-- Begin Excerpted passage --

This is Dave, we have taken a more conservative approach to the basis numbers that we use for 2012 and are basically at a NYMEX flat by assumption. The thing to keep in mind when you’re modeling our oil revenues after hedging is that we are pretty fairly well hedged on the oil side for 2012. John Abbott – Pritchard Capital Partners, LLC: I appreciate it, and then just my final question, could you remind me, have you said what the cost of that horizontal Utica well is going to be at, approximately?

Ronald J. Tanski

Management

We have not, and I guess I’m hesitant to just throw out a number, about 70 million. John Abbott – Pritchard Capital Partners, LLC: I understand.

Ronald J. Tanski

Management

It’s going to be more than Marcellus well. John Abbott – Pritchard Capital Partners, LLC: It’s an exploration well, understand.

Ronald J. Tanski

Management

Exploration well into deeper. John Abbott – Pritchard Capital Partners, LLC: Yes. All right, I appreciate it thanks.

Ronald J. Tanski

Management

Yeah.

Operator

Operator

Our next question comes from the line of Timm Schneider of Citigroup. Please proceed. Timm Schneider – Citigroup: Hey guys my questions have been answered thank you.

Ronald J. Tanski

Management

Good talking to you, Timm.

Operator

Operator

Our next question comes from the line of Carl Kirst of BMO Capital Markets. Please proceed. Carl Kirst – BMO Capital Markets: Here we go, I could just say ditto because my questions were answered too. Maybe just one quick, just looking at the fiscal fourth quarter in Marcellus you guys had mentioned sort of three things, or a bit of a delay, the temporary shutting, the second last well pad at Covington, was one of those I mean given that the Covington pad was coming in at two rather than five, was that primarily or was it kind of fair to say in the third or just as we kind of (inaudible).

-- End Excerpted passage --
-- Begin Records shown --

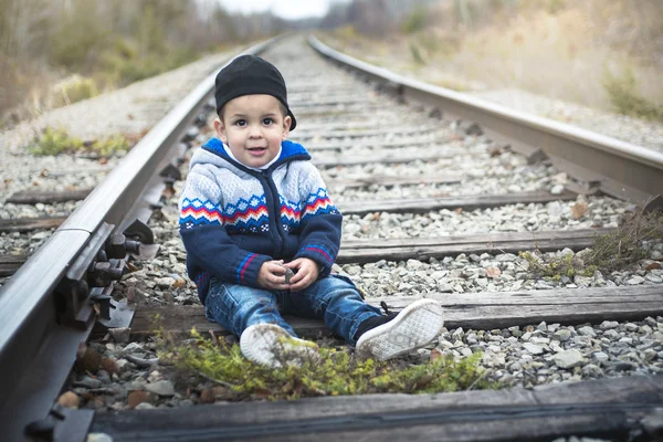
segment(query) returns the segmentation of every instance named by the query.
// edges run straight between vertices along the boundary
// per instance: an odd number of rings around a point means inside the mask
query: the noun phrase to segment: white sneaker
[[[444,325],[442,306],[433,299],[419,299],[393,319],[359,337],[357,354],[379,360],[396,358],[423,347],[440,335]]]
[[[319,359],[315,343],[295,338],[276,324],[248,327],[240,336],[240,349],[246,359],[271,368],[301,367],[307,360]]]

-- End Records shown --

What you will do =
a. Reproduce part of the conference call transcript: begin at the words "Our next question comes from the line of Timm" and stop after "kind of (inaudible).".
b. In the conference call transcript, which firm is Timm Schneider with?
Rely only on the conference call transcript for what comes next.

Solved tasks =
a.
Our next question comes from the line of Timm Schneider of Citigroup. Please proceed. Timm Schneider – Citigroup: Hey guys my questions have been answered thank you.

Ronald J. Tanski

Management

Good talking to you, Timm.

Operator

Operator

Our next question comes from the line of Carl Kirst of BMO Capital Markets. Please proceed. Carl Kirst – BMO Capital Markets: Here we go, I could just say ditto because my questions were answered too. Maybe just one quick, just looking at the fiscal fourth quarter in Marcellus you guys had mentioned sort of three things, or a bit of a delay, the temporary shutting, the second last well pad at Covington, was one of those I mean given that the Covington pad was coming in at two rather than five, was that primarily or was it kind of fair to say in the third or just as we kind of (inaudible).

b. Citigroup